— Begin Extract —

I got along just fine with my Christmas doings. This is the first Christmas I ever spent without the voice of one of my children in the house. But don’t let your heart sink at that thought. There were children to the right of me and children to the left of me, north, south, east and west, and though they didn’t “bay and thunder,” they charged the lonely Christmas idea with such skill and loyalty that it was dispelled as a mist before the sun. We had a lovely time, not only that day but beforehand. Ina Dobson, January 1935
This year’s “Homestead Happenings” advent presentation is loosely based on my Grandmother Ina’s Christmas of 1934.
In 1934, Ina and her husband Jack had been living on their farm at Gilbert, Idaho, since 1896 – 38 years. She was 64; he, 70. Times were lean and seemed to grow leaner, but every year Ina resolved that there would be “no skimpy Christmas” at her house.

— End Extract —

• [Problems to solve]:
a – In the extract, why does Ina's first Christmas without any of her own children's voices in the house turn out not to be lonely? Answer in one to three sentences.
b – Transcribe the part of the extract that begins with the words "I got along" and ends with "at her house.".

— Begin Source excerpt —

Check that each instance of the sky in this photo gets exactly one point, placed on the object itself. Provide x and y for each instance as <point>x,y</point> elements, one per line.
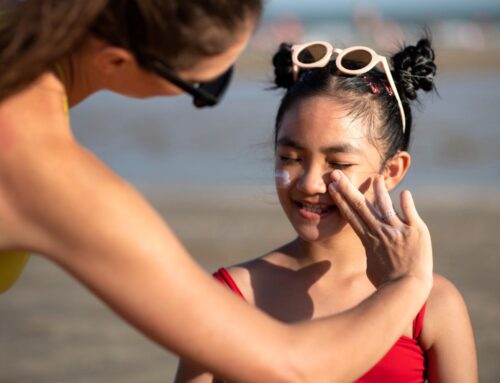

— End Source excerpt —

• [Answers to the exercise]:
a – Ina says that children surrounded her on every side, to the right and left and north, south, east and west. They charged the lonely Christmas idea with such skill and loyalty that it was dispelled like a mist before the sun.

b –
I got along just fine with my Christmas doings. This is the first Christmas I ever spent without the voice of one of my children in the house. But don’t let your heart sink at that thought. There were children to the right of me and children to the left of me, north, south, east and west, and though they didn’t “bay and thunder,” they charged the lonely Christmas idea with such skill and loyalty that it was dispelled as a mist before the sun. We had a lovely time, not only that day but beforehand. Ina Dobson, January 1935
This year’s “Homestead Happenings” advent presentation is loosely based on my Grandmother Ina’s Christmas of 1934.
In 1934, Ina and her husband Jack had been living on their farm at Gilbert, Idaho, since 1896 – 38 years. She was 64; he, 70. Times were lean and seemed to grow leaner, but every year Ina resolved that there would be “no skimpy Christmas” at her house.